— START PROVIDED DATA —

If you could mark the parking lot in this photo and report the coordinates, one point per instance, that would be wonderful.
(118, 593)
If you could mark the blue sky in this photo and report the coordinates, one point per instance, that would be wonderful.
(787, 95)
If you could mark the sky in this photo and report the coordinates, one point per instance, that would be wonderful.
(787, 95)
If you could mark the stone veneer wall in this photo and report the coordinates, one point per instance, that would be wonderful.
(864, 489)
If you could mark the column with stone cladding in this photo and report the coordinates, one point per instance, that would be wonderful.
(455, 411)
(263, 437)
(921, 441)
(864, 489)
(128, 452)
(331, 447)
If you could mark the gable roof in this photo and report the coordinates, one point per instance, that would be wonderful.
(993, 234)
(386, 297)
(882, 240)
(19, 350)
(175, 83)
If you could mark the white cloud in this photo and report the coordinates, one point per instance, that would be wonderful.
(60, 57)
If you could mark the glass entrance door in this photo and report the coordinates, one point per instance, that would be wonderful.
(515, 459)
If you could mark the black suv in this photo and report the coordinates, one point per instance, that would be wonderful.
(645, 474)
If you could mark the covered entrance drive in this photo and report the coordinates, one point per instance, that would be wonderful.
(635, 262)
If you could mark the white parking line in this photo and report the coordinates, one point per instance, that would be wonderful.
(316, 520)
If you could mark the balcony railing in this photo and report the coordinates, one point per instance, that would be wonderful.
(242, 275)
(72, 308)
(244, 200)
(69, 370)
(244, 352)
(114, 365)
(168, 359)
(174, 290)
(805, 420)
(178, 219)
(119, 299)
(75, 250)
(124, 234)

— END PROVIDED DATA —
— START PROVIDED DATA —

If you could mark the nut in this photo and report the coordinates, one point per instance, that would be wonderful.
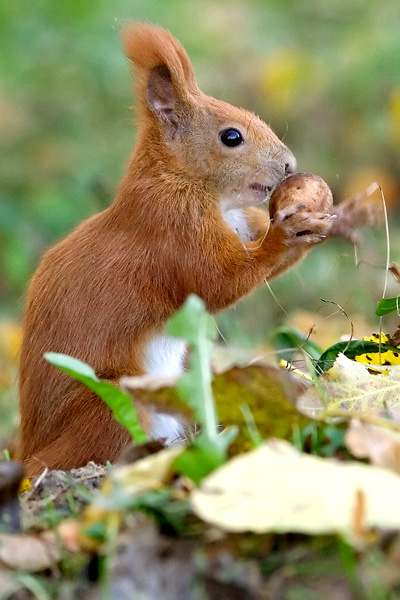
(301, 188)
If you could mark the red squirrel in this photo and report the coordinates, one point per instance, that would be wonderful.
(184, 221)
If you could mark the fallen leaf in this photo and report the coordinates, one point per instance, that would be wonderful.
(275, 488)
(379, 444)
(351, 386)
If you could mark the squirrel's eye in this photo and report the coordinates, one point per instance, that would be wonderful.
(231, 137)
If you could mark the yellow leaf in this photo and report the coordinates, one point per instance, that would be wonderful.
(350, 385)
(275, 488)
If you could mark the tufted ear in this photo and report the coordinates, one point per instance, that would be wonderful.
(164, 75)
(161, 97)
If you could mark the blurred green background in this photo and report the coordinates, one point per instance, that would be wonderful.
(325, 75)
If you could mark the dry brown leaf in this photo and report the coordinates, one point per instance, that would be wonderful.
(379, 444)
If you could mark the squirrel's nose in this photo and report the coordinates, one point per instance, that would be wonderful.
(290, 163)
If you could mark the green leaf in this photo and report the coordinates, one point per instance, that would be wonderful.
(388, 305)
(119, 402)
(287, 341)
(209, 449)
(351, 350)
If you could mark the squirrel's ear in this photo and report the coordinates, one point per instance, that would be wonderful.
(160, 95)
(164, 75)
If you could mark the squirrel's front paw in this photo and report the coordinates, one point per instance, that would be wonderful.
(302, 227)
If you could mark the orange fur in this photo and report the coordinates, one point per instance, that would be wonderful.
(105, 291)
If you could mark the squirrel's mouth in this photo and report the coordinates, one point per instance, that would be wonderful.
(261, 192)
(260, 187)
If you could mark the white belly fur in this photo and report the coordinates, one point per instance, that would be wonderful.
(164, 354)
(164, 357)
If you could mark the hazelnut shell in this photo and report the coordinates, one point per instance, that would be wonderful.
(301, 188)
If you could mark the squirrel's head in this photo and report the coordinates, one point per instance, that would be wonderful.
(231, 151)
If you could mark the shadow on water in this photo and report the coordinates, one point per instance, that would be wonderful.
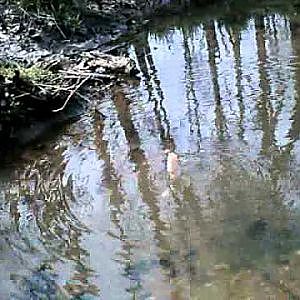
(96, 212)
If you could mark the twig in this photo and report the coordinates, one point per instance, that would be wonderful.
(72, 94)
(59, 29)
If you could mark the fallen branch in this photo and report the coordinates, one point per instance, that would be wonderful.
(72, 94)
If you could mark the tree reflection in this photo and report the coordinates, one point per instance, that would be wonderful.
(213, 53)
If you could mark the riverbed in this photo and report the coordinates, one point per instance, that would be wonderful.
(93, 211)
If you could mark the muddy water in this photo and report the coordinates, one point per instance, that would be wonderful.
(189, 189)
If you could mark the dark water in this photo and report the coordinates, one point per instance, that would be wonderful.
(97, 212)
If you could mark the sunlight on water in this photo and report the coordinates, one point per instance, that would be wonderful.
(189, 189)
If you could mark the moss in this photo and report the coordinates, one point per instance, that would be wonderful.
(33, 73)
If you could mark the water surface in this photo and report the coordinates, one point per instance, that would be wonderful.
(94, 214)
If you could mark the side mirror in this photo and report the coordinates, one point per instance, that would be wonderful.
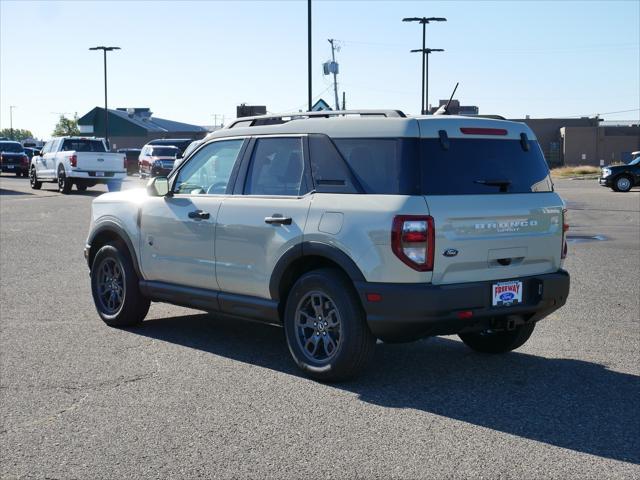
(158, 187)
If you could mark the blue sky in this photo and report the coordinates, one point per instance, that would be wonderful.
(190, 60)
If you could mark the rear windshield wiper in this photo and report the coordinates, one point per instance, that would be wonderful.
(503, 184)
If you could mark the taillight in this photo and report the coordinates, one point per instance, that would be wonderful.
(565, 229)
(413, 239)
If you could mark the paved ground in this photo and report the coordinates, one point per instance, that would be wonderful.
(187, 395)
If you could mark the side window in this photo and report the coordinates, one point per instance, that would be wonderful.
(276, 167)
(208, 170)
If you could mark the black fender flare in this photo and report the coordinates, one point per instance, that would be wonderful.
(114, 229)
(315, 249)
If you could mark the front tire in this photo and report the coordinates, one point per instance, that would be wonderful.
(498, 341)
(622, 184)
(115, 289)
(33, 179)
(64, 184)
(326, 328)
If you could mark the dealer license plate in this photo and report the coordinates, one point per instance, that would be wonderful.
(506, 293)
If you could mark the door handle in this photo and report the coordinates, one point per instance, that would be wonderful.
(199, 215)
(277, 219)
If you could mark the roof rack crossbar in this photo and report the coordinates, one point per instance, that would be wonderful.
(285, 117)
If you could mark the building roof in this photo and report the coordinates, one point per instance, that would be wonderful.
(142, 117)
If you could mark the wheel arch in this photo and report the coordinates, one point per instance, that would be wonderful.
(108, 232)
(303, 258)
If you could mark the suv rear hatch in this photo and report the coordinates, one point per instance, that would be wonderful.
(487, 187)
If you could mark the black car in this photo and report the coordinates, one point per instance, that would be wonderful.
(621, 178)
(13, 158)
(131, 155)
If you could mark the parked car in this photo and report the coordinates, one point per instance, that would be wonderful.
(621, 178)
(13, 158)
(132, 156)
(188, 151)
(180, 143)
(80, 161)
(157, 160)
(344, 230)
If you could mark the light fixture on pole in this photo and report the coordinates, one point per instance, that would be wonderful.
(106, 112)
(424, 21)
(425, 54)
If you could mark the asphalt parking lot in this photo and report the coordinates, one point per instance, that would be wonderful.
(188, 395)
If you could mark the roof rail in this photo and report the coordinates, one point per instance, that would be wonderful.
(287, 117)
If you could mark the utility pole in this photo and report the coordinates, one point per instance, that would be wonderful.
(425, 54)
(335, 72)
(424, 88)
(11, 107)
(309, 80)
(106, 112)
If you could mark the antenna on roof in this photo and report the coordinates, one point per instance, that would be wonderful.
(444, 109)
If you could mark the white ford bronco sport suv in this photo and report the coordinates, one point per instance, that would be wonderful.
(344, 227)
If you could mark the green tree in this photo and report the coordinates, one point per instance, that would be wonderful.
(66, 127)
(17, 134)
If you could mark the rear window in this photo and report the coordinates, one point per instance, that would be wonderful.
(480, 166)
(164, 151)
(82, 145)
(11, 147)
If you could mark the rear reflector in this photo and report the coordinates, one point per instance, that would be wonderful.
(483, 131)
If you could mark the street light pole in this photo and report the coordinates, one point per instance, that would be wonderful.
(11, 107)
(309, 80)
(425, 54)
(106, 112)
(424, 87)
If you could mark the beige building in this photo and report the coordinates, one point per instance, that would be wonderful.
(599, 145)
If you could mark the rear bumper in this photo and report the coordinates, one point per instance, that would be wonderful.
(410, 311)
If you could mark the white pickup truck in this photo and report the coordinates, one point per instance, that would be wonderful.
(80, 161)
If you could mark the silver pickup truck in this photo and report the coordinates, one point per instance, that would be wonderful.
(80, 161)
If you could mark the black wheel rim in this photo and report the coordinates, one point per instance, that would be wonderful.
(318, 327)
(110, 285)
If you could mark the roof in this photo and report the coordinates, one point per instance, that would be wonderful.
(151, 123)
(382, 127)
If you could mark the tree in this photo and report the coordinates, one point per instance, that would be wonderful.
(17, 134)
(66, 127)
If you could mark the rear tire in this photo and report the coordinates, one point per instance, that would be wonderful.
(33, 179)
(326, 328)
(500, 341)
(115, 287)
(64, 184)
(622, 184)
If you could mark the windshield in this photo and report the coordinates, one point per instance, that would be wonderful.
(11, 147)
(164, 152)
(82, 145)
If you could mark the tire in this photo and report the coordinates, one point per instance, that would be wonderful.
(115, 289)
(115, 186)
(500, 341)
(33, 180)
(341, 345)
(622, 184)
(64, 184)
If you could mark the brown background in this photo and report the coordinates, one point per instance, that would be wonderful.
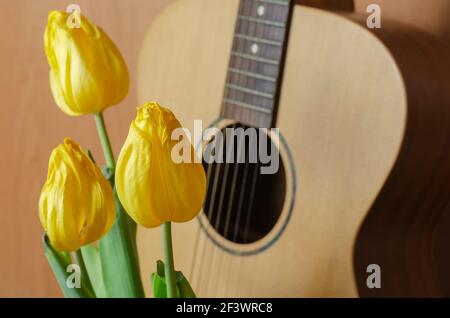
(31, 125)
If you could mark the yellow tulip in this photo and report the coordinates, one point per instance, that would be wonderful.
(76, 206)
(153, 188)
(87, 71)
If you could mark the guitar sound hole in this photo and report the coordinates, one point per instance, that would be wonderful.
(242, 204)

— END PROVIDED DATA —

## TASK:
Pick out every line of the data above that contains the word "leaf", and copy those lines. Case counts.

## COMPLETE OUTPUT:
If you could mark the fallen leaf in this photo and report the coordinates, one point per instance, that would be wonderful.
If you could mark the yellow leaf in this photo and report the coordinates, one point per instance, that would be wonderful.
If you could mark the dry brown leaf in this photo and report the coordinates, one point per instance, that would be wonderful.
If you could mark the green leaf in this photo and report the coordinates, one point per instance, that would be wonderful.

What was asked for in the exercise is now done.